What you need to do: In the funeral report, where was the service for Mary Raftery held?

Passage provided:
--------------------------------------------------
THE partner of pioneering broadcaster Mary Raftery has claimed that she faced opposition from RTE when making her landmark documentary 'States of Fear'.
David Waddell told mourners at the journalist's funeral yesterday that the health of his partner and that of her colleague, researcher Sheila Ahern, were affected by the lack of support for the 1999 programme.
Family, friends and colleagues of Ms Raftery packed the 17th-century Great Hall in the Royal Hospital in Kilmainham for a poignant service peppered with humour and emotion.
It was a humanist ceremony and featured several tributes to the woman responsible for some of the most powerful and influential broadcasts on RTE television.
Ms Raftery was best known for the 1999 documentary that exposed institutional abuse and led to the then Taoiseach Bertie Ahern apologising to victims on behalf of the State.
Mr Waddell spoke of how little support she and Ms Ahern had received, with opposition from the state broadcaster and other "more powerful institutions".
"These had direct adverse health consequences for both of them," he said.
Cabinet ministers, including Labour's Joan Burton and Pat Rabbitte, were among the mourners, as well as child-abuse survivors and campaigners, including Andrew Madden and Kevin Flanagan -- whose brother Michael had been in the Artane Industrial School -- and Colm O'Gorman, founder of the One in Four group.
RTE director-general Noel Curran and his predecessor Cathal Goan were also present, along with writer Roddy Doyle, journalist Nell McCafferty and broadcasters Miriam O'Callaghan, Joe Duffy and Mary Wilson.
--------------------------------------------------
Provided data:
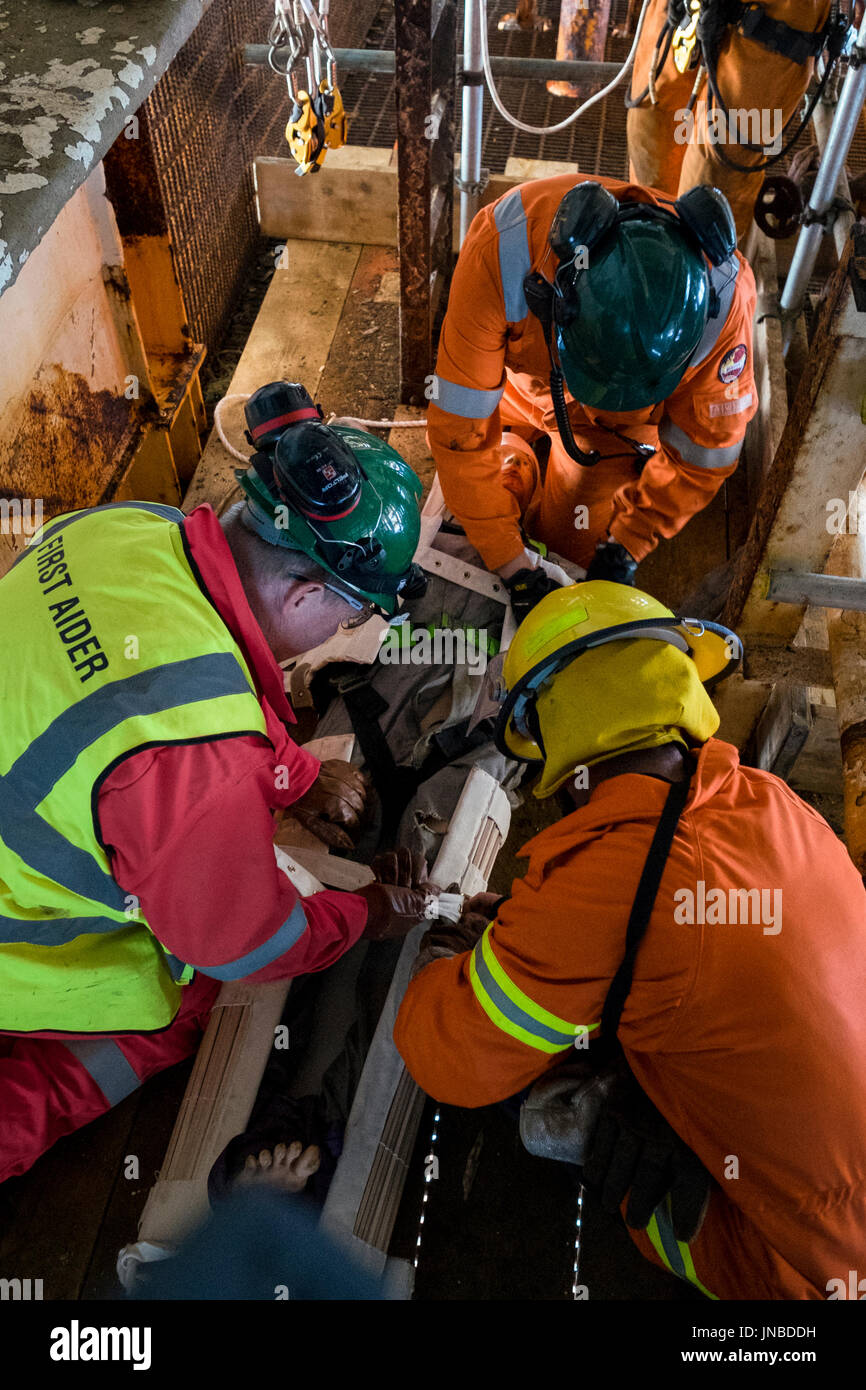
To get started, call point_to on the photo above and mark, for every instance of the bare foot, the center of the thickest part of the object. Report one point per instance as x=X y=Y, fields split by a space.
x=285 y=1168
--------------------------------------------------
Answer area: In the 17th-century Great Hall in the Royal Hospital in Kilmainham.